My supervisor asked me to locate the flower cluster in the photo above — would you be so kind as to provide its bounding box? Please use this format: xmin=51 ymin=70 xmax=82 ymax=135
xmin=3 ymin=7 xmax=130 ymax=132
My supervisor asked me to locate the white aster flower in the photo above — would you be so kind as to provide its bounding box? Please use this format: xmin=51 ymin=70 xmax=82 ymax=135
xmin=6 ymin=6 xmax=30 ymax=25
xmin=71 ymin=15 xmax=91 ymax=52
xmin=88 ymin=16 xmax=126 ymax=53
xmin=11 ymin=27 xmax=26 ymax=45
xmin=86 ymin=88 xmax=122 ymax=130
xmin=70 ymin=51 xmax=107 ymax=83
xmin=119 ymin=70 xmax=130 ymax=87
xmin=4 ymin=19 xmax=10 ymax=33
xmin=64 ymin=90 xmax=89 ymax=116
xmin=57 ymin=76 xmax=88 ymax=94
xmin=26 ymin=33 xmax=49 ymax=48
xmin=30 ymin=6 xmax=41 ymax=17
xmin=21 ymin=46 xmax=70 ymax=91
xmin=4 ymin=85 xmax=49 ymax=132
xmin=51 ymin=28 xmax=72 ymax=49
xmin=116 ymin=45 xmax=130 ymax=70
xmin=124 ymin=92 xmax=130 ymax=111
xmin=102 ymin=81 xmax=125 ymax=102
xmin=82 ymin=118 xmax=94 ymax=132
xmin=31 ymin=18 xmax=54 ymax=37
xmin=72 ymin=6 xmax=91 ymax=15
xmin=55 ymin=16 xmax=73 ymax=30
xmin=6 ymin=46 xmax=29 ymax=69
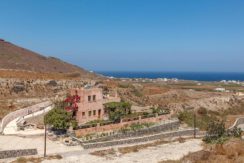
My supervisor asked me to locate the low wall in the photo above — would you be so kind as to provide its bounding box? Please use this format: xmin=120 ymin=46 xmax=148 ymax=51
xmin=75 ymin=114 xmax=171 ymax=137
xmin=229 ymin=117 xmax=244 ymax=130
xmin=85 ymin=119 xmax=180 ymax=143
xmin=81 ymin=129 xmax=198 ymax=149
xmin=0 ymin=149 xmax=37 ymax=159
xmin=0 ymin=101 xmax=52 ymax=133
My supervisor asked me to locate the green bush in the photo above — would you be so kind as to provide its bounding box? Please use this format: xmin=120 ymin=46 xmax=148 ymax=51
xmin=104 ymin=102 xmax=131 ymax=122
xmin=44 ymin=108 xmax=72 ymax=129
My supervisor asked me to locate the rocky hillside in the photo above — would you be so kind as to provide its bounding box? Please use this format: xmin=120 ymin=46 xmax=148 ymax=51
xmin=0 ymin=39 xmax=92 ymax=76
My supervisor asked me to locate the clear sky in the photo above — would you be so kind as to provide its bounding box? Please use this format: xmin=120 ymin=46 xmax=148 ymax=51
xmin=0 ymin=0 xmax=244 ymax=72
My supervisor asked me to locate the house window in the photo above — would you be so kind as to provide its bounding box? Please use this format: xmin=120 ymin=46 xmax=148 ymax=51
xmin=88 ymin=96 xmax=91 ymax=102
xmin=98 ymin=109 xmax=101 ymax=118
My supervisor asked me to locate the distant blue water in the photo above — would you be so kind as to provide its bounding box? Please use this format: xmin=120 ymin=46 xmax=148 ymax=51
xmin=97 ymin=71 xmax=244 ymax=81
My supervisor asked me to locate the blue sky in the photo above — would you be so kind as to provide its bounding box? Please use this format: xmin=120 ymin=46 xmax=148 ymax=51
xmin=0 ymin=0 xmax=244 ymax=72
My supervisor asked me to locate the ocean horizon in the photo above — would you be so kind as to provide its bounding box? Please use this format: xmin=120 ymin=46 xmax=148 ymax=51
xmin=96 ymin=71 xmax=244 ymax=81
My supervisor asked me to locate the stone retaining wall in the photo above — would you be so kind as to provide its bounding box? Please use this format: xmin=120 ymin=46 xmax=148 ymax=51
───
WRITTEN INSTRUCTION
Format all of the data above as a Markdown table with a "Row" column holding each line's number and a "Line" column holding the line. Skip blank lines and leave the pictures out.

TASK RESULT
| Row | Line |
|---|---|
| 1 | My supervisor asked me to locate the flower cluster in the photo above — would you be so kind as to provide its bounding box? Please use this format: xmin=51 ymin=70 xmax=82 ymax=135 |
| 2 | xmin=3 ymin=7 xmax=130 ymax=132 |
| 3 | My supervisor asked me to locate the white aster flower in the photo above — would you be so kind as to provide its bounding box? Please use this format: xmin=51 ymin=70 xmax=82 ymax=135 |
| 4 | xmin=6 ymin=6 xmax=30 ymax=25 |
| 5 | xmin=71 ymin=15 xmax=91 ymax=52 |
| 6 | xmin=88 ymin=16 xmax=126 ymax=53 |
| 7 | xmin=11 ymin=27 xmax=26 ymax=45 |
| 8 | xmin=86 ymin=88 xmax=122 ymax=130 |
| 9 | xmin=70 ymin=51 xmax=107 ymax=83 |
| 10 | xmin=119 ymin=70 xmax=130 ymax=87 |
| 11 | xmin=4 ymin=19 xmax=10 ymax=33 |
| 12 | xmin=64 ymin=90 xmax=89 ymax=116 |
| 13 | xmin=57 ymin=76 xmax=88 ymax=94 |
| 14 | xmin=26 ymin=33 xmax=49 ymax=48 |
| 15 | xmin=30 ymin=6 xmax=41 ymax=17 |
| 16 | xmin=21 ymin=46 xmax=70 ymax=91 |
| 17 | xmin=4 ymin=85 xmax=49 ymax=132 |
| 18 | xmin=51 ymin=28 xmax=72 ymax=49 |
| 19 | xmin=116 ymin=45 xmax=130 ymax=70 |
| 20 | xmin=124 ymin=92 xmax=130 ymax=111 |
| 21 | xmin=102 ymin=81 xmax=125 ymax=102 |
| 22 | xmin=82 ymin=118 xmax=94 ymax=132 |
| 23 | xmin=31 ymin=18 xmax=54 ymax=37 |
| 24 | xmin=72 ymin=6 xmax=91 ymax=15 |
| 25 | xmin=55 ymin=16 xmax=73 ymax=30 |
| 26 | xmin=6 ymin=46 xmax=29 ymax=69 |
| 27 | My supervisor asked me to locate the low wall in the photo above — would you be so kind as to provide its bounding box? Please use this format: xmin=120 ymin=46 xmax=148 ymax=51 |
| 28 | xmin=75 ymin=114 xmax=171 ymax=137 |
| 29 | xmin=229 ymin=117 xmax=244 ymax=130 |
| 30 | xmin=85 ymin=119 xmax=180 ymax=143 |
| 31 | xmin=81 ymin=129 xmax=198 ymax=149 |
| 32 | xmin=0 ymin=149 xmax=37 ymax=159 |
| 33 | xmin=0 ymin=101 xmax=52 ymax=133 |
| 34 | My supervisor asked me to locate the green bush in the photo above — would you be so kind as to provide its bounding box? Please use this format: xmin=120 ymin=46 xmax=148 ymax=51 |
| 35 | xmin=104 ymin=102 xmax=131 ymax=122 |
| 36 | xmin=44 ymin=108 xmax=72 ymax=129 |
| 37 | My supervisor asked me to locate the rocky hillside in the photo above — would you be so kind as to provide its bounding box? Please use this format: xmin=120 ymin=46 xmax=148 ymax=51 |
| 38 | xmin=0 ymin=39 xmax=92 ymax=76 |
| 39 | My supervisor asked me to locate the clear sky in the photo above — would you be so kind as to provide its bounding box? Please use this format: xmin=120 ymin=46 xmax=148 ymax=51 |
| 40 | xmin=0 ymin=0 xmax=244 ymax=72 |
| 41 | My supervisor asked me to locate the house window in the photo above — would you be so kind as to provide its bounding box? Please use this format: xmin=120 ymin=46 xmax=148 ymax=51 |
| 42 | xmin=88 ymin=96 xmax=91 ymax=102 |
| 43 | xmin=98 ymin=109 xmax=101 ymax=118 |
| 44 | My supervisor asked me to locate the distant blue water in the photo above — would you be so kind as to provide its bounding box? Please use this format: xmin=120 ymin=46 xmax=148 ymax=51 |
| 45 | xmin=97 ymin=71 xmax=244 ymax=81 |
| 46 | My supervisor asked me to locate the blue sky in the photo above — would you be so kind as to provide its bounding box? Please use this format: xmin=120 ymin=46 xmax=148 ymax=51 |
| 47 | xmin=0 ymin=0 xmax=244 ymax=72 |
| 48 | My supervisor asked me to locate the ocean horizon in the photo above — would you be so kind as to provide its bounding box? Please use this format: xmin=120 ymin=46 xmax=148 ymax=51 |
| 49 | xmin=96 ymin=71 xmax=244 ymax=81 |
| 50 | My supervisor asked me to locate the stone retaining wall in the photo above — would you be so kind as to provide its bounding box? Please use this format: xmin=120 ymin=46 xmax=148 ymax=51 |